▸ **Problem to solve**
Repeat the article on the journalist-protection bill, starting with "Should such judicial" and going on through "to the data.", but swap "sealed" for "locked away".

The proposed legislation was tabled last November after police sought warrants to obtain the telephone records of a total of eight journalists in Quebec, sometimes going back five years, and to track a reporter using his cellphone. The bill was broadly supported by large media organizations as well as journalists' groups.
Canada's rank in the World Press Freedom Index fell to 22nd place this year in large part because of the absence of legal protection for confidential sources.
Mr. Carignan said he hopes that, with the Liberal government's support, the bill, which has already been approved by the Senate, will quickly go through the House of Commons.
"This is an important message that is being sent to law-enforcement authorities," he said in an interview.
The amendments to be revealed by the government on Friday will aim to ensure that the bill does not have unforeseen consequences on other legislation and does not protect reporters when they are suspected of a crime or are themselves under investigation, sources said.
The government's position will be explained by Marco Mendicino, parliamentary secretary to the Minister of Justice, a government official said.
Meanwhile, Information Commissioner Suzanne Legault used her office's annual report to sharply criticize the government for its "broken promise" to reform the law that provides access to government documents to every Canadian.
"Our investigations reveal, once again, that the Act is being used as a shield against transparency and is failing to meet its policy objective to foster accountability and trust in our government," Ms. Legault said. "Comprehensive reform of the Act is essential and long overdue, especially in the face of the expanding information realities of the 21st century. A lot of work needs to be done before this government can meet its transparency promises."
In her report, the Information Commissioner pointed out that she has particular concerns about the performance of the following agencies in following the Access to Information Act: National Defence, Health Canada, Global Affairs Canada, RCMP, Canada Revenue Agency and Correctional Services Canada.
Mr. Carignan's Bill S-231, which would amend the Criminal Code and the Canada Evidence Act, would not inoculate journalists from police powers to get search warrants, but it would make those powers harder to use.
For example, only high-court judges could endorse such warrants, instead of lower-ranking justices of the peace, as is currently the case in many circumstances.
Should such judicial permissions be granted, the fruits of any such searches against a journalist would be immediately sealed. Journalists would then have to be notified and given the ability to fight in court, before the police would have access to the data.
Mr. Carignan said the legislation would do a better job of protecting journalists and their sources than the current situation, in which police and judges are asked to abide by a series of legal rulings.

▸ **Recorded information**
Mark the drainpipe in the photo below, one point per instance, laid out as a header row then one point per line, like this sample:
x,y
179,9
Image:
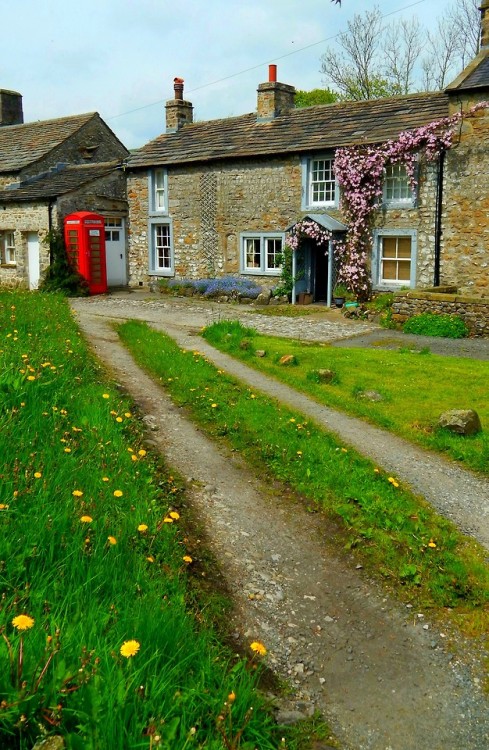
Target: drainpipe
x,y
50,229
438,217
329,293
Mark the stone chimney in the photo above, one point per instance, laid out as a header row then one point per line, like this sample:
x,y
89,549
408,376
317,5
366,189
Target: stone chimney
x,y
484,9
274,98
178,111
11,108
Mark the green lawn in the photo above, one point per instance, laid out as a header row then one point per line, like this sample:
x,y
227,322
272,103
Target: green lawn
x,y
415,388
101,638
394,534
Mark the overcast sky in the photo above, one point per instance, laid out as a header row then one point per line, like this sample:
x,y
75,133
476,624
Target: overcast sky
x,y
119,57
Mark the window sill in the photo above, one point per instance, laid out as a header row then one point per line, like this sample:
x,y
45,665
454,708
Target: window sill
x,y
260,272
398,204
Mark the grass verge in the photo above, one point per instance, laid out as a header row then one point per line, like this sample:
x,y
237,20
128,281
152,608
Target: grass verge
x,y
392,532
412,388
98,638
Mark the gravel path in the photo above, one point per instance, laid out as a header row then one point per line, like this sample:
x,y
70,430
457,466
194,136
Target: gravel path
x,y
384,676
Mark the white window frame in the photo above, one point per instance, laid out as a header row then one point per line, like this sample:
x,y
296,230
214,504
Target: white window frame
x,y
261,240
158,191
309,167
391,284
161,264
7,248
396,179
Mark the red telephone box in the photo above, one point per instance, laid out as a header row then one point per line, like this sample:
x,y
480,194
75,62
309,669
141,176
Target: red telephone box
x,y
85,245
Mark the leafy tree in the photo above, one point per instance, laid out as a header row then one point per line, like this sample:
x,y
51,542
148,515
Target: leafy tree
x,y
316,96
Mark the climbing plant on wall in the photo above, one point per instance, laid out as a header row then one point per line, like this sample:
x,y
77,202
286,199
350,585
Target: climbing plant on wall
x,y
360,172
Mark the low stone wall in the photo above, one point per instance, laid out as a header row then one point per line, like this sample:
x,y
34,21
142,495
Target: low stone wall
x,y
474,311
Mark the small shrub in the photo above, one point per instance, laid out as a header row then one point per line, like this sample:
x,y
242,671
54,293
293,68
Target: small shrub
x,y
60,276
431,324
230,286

---

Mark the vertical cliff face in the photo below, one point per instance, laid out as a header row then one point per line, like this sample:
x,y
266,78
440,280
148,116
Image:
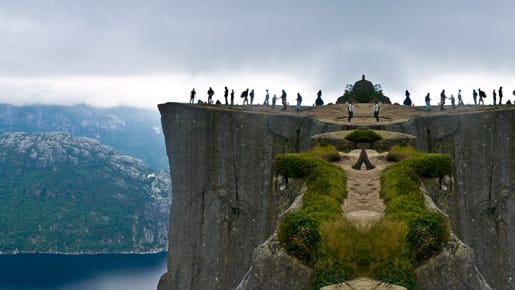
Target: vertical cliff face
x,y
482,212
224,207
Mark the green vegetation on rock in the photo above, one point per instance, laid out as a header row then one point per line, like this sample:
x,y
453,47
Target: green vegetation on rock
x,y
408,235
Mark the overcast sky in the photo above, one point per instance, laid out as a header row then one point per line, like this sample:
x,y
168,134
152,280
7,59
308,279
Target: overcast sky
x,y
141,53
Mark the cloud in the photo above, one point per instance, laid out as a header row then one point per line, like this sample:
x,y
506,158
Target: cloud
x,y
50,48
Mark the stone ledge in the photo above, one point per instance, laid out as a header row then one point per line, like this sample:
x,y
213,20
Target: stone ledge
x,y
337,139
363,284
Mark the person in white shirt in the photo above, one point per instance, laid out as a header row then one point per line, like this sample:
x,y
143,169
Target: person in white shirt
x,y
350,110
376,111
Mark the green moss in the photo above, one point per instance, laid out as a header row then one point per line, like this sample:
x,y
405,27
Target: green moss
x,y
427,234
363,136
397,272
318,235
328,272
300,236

▸ **Answer to the exercise**
Should such judicial permissions be granted, the fruits of any such searches against a journalist would be immediately locked away. Journalists would then have to be notified and given the ability to fight in court, before the police would have access to the data.